• **To do**:
Please reproduce the data exactly and omit the pictures.

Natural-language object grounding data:
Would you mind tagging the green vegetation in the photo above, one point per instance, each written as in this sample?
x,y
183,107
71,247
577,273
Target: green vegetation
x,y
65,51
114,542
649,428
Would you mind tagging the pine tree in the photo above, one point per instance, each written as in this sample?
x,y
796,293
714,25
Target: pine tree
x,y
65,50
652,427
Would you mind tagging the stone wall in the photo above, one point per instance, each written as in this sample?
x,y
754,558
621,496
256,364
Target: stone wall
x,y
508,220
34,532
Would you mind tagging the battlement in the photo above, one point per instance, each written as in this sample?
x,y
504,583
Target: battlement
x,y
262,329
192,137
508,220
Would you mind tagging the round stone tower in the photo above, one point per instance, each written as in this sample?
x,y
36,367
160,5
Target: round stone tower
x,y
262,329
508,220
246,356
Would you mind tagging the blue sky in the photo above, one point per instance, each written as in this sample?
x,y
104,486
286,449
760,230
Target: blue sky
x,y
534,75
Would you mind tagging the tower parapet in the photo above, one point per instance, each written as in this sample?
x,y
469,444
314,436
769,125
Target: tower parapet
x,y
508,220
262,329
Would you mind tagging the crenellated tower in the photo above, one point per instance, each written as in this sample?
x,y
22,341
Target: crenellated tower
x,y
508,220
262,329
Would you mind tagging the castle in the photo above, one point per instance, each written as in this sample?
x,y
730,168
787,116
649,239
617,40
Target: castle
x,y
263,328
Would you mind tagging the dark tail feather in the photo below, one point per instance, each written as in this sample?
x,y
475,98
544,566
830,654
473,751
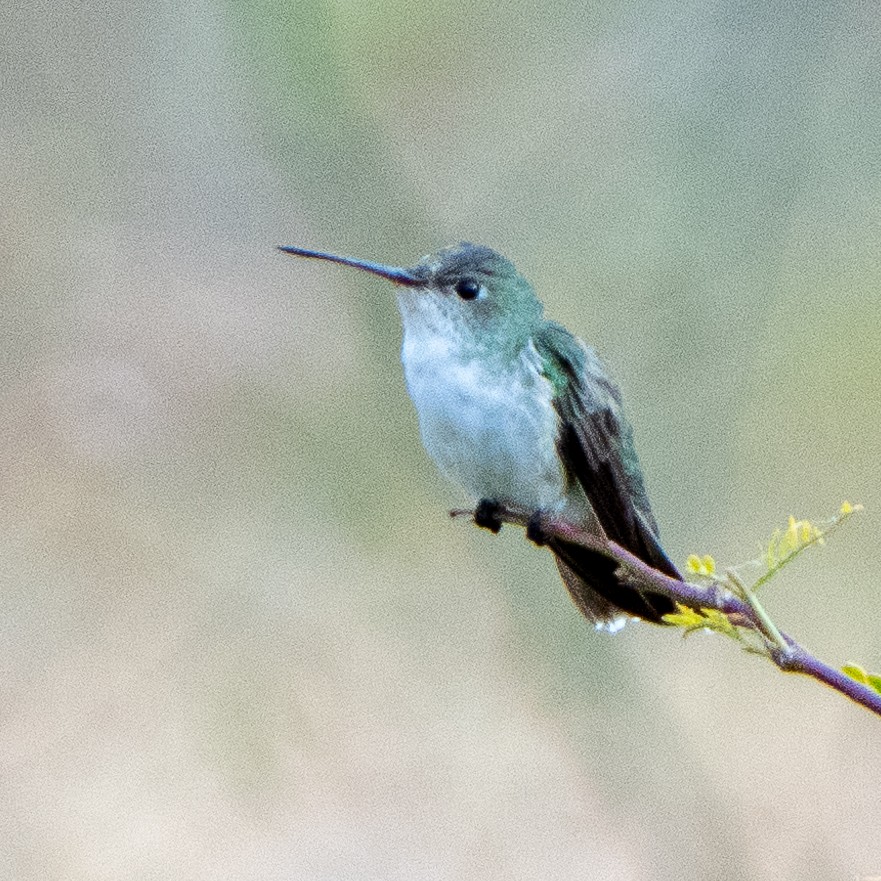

• **Worked solution**:
Would you mind tagging the green vegetation in the photo above, one point per instance, each written as in this sample?
x,y
183,107
71,247
577,273
Target: green vegetation
x,y
65,51
114,542
649,428
Would you mind tagging the pine tree in the photo above, one point per instance, each written as in this sample?
x,y
796,293
714,25
Target: pine tree
x,y
65,50
652,427
Would you mind tagging the stone wall in the photo above, one point per instance, each written as in this sample?
x,y
754,558
621,496
256,364
Target: stone wall
x,y
508,220
34,532
Would you mind tagging the battlement in the photo above, one point per instance, each written as in this sample?
x,y
504,583
Target: battlement
x,y
262,329
192,137
508,220
Would you mind tagging the round stone tower in the photo above, one point per instance, each written as in this sample?
x,y
36,367
160,5
Target: round stone tower
x,y
262,329
508,220
246,356
Would you mind tagging the blue sky in the photo above, one point per instance, each written as in this sample?
x,y
104,486
286,449
760,230
Target: blue sky
x,y
534,75
Would you mind tagging the tower parapet in the photo above, one point per instance, each written as in this sample?
x,y
469,444
314,436
769,125
Target: tower parapet
x,y
508,220
262,329
Would you mind tagging the crenellated tower in the photo above, one point per instance, each written as in this sample?
x,y
22,341
Target: crenellated tower
x,y
508,220
262,329
Would you mind tagging the castle in the photo above, one point per instance, each written as in this sample?
x,y
730,168
787,116
649,239
617,40
Target: castle
x,y
263,328
Would you mind tagging the dark tail feather in the photo below, one point per instance, each written as in this sample?
x,y
475,98
544,566
830,654
473,751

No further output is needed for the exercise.